### Exercices proposés
1. D'après le texte sur les cadets de West Point, de quelle région des États-Unis presque tous les cadets sont-ils issus ?
2. Citez fidèlement le passage du texte sur les cadets de West Point qui commence par les mots contenant « Les cadets sont » et s'achève sur « faut-il désigner l’ennemi. ».
3. Rédigez la suite du texte sur les cadets de West Point à partir de sa dernière phrase.

### Texte fourni
§ §

Pour les futures générations d’officiers de l’armée américaine, la menace de l’Iran ou du Moyen-Orient disparait, tandis que grimpe celle de l’armée et du parti communiste chinois.
Par Guy Sorman, depuis West Point, États-Unis.
Les cadets de West Point constituent, depuis l’origine des États-Unis, l’élite de l’armée américaine : il faut donc rencontrer ces jeunes gens et jeunes filles qui, demain, combattront pour l’Amérique et certainement au-delà de ses frontières.
Les cadets sont sérieux, disciplinés, studieux, beaucoup plus que les étudiants de leur âge dans les universités civiles. Le niveau intellectuel est élevé, la capacité de s’exprimer est impressionnante. On leur parle (en l’occurrence, de la Chine), ils prennent tout en notes et posent de bonnes questions. Ils ne sont pas représentatifs de la société américaine : presque tous sont issus des États du Sud et tous semblent très religieux. La Bible et la patrie se confondent aisément, semble-t-il. De même que se confondent la défense des valeurs américaines et celle du « monde libre ». Encore faut-il désigner l’ennemi.
On s’attendrait à ce que soient évoqués l’Islam, l’Iran. Mais le Moyen-Orient apparaît pour cette génération tel un combat du passé, en voie de s’achever, voire anecdotique. La nation qui à l’horizon, seule, ferait ombrage au gendarme américain, c’est la Chine. Ce pourquoi, j’ai été convié à en parler.
La Chine est encore un nain militaire et économique, par comparaison avec la capacité d’innovation aux États-Unis et la puissance de feu américaine. Mais les cadets, qui ont vingt ans, raisonnent à long terme. Ce à quoi aussi les invitent leurs professeurs.
Le chef des études, le Colonel Meese – qui fait aussi autorité dans la lutte contre le terrorisme – croit repérer, dans les initiatives chinoises, une vaste ambition géopolitique. Les investissements chinois en Afrique (Soudan), en Amérique latine (Argentine) lui semblent procéder, pas seulement de nécessités d’approvisionnement en matières premières, mais de la constitution d’un réseau d’alliés futurs, avec des régimes politiques peu acquis à la démocratie.

§ §

### Extrait des données
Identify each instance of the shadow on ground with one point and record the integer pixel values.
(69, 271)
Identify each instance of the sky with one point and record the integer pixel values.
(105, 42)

§ §

### Corrigé
1. Des États du Sud.

2.
Les cadets sont sérieux, disciplinés, studieux, beaucoup plus que les étudiants de leur âge dans les universités civiles. Le niveau intellectuel est élevé, la capacité de s’exprimer est impressionnante. On leur parle (en l’occurrence, de la Chine), ils prennent tout en notes et posent de bonnes questions. Ils ne sont pas représentatifs de la société américaine : presque tous sont issus des États du Sud et tous semblent très religieux. La Bible et la patrie se confondent aisément, semble-t-il. De même que se confondent la défense des valeurs américaines et celle du « monde libre ». Encore faut-il désigner l’ennemi.

3.
Comme dans un jeu de go, à l’échelle de la planète, chacun s’emploie à encercler, contourner l’autre. Les Américains créent autour de la Chine un « cordon sanitaire » qui passe par l’Inde, le Vietnam, le Japon, les Philippines, la Corée du Sud. Les Chinois échappent au filet en posant des jalons par-delà ce cordon.
Qui est paranoïaque, qui ne l’est pas ? En principe, à écouter ses dirigeants et à compulser les statistiques, la Chine a besoin de trente ans de stabilité avant de devenir une puissance moyenne, intégralement développée. Mais les voies chinoises sont impénétrables, les processus de sélection des dirigeants et leurs intentions véritables, obscurs.
La Chine en soi n’est pas un ennemi, le Parti communiste chinois et l’armée chinoise pourraient le devenir. Ainsi que le déclare le Colonel Meese, les Américains ne préparent pas une guerre contre la Chine mais ils « gèrent » (« managent ») sa montée en puissance. Nul doute, en tout cas, que les cadets de West Point, quand ils auront gagné leurs galons d’officiers, ne reculeront pas : ils perpétuent la tradition martiale des États-Unis. La guerre pour les Américains est toujours une option, autant que la négociation, voire supérieure à celle-ci : vue de West Point, la guerre est une manière acceptable et efficace de gérer les affaires du monde.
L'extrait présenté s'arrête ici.